Please copy out every line of the data starting at the line that contains "find the white sign" and ending at the last line of the data, and raise each coordinate in the answers by 46.

● RECORDED INFORMATION:
· · · ·

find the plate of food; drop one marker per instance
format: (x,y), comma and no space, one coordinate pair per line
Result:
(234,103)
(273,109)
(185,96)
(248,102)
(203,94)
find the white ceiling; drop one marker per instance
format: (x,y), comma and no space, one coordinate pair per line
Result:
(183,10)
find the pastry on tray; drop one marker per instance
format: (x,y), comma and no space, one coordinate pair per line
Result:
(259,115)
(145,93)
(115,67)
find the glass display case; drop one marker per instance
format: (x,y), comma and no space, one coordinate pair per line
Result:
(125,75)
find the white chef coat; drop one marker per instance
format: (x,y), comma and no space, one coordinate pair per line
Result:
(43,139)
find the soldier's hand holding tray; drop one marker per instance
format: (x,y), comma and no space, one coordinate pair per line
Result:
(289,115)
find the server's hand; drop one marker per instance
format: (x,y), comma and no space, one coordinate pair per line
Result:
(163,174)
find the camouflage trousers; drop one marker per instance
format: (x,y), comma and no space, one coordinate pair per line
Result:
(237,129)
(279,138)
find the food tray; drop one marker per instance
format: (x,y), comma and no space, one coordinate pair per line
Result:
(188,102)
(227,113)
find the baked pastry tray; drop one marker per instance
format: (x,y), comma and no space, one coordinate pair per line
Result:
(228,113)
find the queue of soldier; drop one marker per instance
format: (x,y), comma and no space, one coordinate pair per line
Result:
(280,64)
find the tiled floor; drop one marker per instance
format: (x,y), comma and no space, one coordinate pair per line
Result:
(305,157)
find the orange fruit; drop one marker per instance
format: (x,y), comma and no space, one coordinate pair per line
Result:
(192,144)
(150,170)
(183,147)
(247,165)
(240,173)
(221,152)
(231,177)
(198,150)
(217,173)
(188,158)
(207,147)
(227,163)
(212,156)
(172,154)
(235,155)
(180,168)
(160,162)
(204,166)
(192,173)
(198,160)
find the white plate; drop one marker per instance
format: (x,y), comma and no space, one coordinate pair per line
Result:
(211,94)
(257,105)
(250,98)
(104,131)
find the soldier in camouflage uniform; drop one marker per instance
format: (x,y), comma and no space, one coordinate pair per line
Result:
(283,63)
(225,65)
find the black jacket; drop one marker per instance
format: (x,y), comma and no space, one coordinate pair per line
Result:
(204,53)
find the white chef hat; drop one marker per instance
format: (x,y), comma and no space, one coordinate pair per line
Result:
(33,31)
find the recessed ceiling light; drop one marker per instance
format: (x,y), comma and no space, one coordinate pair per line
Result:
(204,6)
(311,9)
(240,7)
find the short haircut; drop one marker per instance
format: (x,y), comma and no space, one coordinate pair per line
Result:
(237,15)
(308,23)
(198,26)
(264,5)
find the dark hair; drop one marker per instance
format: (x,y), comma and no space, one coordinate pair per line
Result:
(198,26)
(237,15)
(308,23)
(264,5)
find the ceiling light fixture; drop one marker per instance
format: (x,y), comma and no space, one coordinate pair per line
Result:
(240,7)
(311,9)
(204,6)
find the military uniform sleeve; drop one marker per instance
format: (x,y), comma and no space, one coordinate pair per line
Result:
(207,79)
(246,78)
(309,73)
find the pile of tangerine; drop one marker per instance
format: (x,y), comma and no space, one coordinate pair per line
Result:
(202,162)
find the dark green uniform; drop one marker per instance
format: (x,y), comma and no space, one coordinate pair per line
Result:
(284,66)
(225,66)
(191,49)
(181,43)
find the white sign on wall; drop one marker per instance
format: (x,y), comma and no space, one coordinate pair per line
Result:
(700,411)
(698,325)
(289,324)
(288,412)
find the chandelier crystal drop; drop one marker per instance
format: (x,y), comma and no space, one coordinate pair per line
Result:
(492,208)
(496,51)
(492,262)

· · · ·

● ANSWER TO THIS PROBLEM:
find the white sign on wall; drop one marker per instance
format: (x,y), comma and no space, one coordinate pair per line
Result:
(746,457)
(744,371)
(335,370)
(334,458)
find the chandelier crystal drop; drop one marker per instance
format: (x,y), comma and no space, one coordinate pair per line
Result:
(538,254)
(542,97)
(538,308)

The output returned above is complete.